TO DO> Word for word, repeat the entries, minus the pictures.

DATA TO PROCESS>
============

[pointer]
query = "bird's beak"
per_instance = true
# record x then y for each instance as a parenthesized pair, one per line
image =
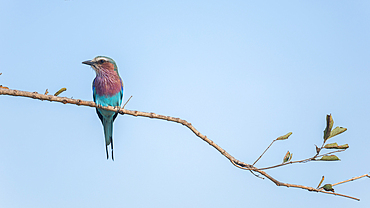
(88, 62)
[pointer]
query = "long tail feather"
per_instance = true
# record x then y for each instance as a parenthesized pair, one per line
(108, 134)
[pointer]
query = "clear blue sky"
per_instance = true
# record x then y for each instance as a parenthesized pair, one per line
(242, 72)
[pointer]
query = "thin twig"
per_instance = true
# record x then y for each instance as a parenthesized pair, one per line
(303, 161)
(352, 179)
(234, 161)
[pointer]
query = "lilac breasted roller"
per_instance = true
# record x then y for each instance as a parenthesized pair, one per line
(107, 91)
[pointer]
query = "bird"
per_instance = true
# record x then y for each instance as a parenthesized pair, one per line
(108, 90)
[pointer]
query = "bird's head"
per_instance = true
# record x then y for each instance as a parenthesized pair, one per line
(102, 63)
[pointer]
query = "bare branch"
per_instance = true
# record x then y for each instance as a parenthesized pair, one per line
(352, 179)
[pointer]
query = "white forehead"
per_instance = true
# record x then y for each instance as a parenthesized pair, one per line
(100, 58)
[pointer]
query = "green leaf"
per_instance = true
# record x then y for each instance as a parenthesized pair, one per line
(336, 131)
(336, 146)
(285, 136)
(331, 146)
(329, 158)
(322, 179)
(344, 146)
(328, 187)
(287, 157)
(329, 126)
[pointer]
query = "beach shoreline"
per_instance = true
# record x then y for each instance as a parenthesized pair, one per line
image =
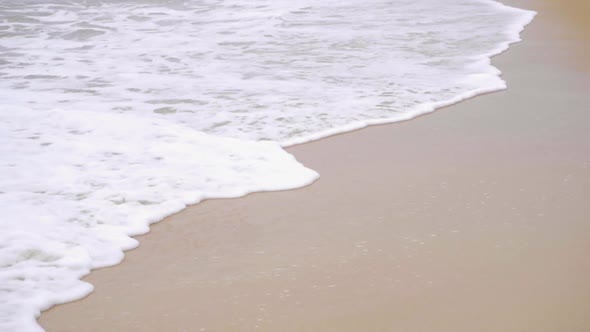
(473, 217)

============

TASK RESULT>
[pointer]
query = "bird's beak"
per_instance = true
# record x then y for each instance as a parenthesized pair, one per line
image =
(88, 62)
[pointer]
query = "long tail feather"
per_instance = true
# record x then y for each instance as a parenthesized pair, one per line
(108, 134)
[pointer]
query = "clear blue sky"
per_instance = true
# record x then y for each instance as a parenthesized pair, one per line
(242, 72)
[pointer]
query = "thin twig"
per_instance = true
# record x then y for each instance as a parenthesized pair, one per line
(303, 161)
(352, 179)
(234, 161)
[pointer]
query = "lilac breasted roller"
per_instance = true
# record x then y for each instance as a parenthesized pair, one per line
(107, 91)
[pointer]
query = "bird"
per_instance = true
# record x then y for each instance as a parenthesized pair, one per line
(108, 90)
[pointer]
query = "bird's head"
per_instance = true
# record x then y for each instance as a parenthesized pair, one per line
(102, 63)
[pointer]
query = "bare branch"
per_instance = true
# record x then y for each instance as a parenthesized pair, one per line
(352, 179)
[pointer]
query = "white forehead"
per_instance = true
# record x then y for each instance as a parenthesized pair, one per line
(100, 58)
[pointer]
query = "green leaf"
per_instance = true
# record x then y for each instance as a parenthesized pair, one per line
(336, 131)
(336, 146)
(285, 136)
(331, 146)
(329, 158)
(322, 179)
(344, 146)
(328, 187)
(287, 157)
(329, 126)
[pointer]
query = "beach shoreline"
per_instance = true
# record x then y for each instance as a parenthesized pair, one per line
image =
(473, 217)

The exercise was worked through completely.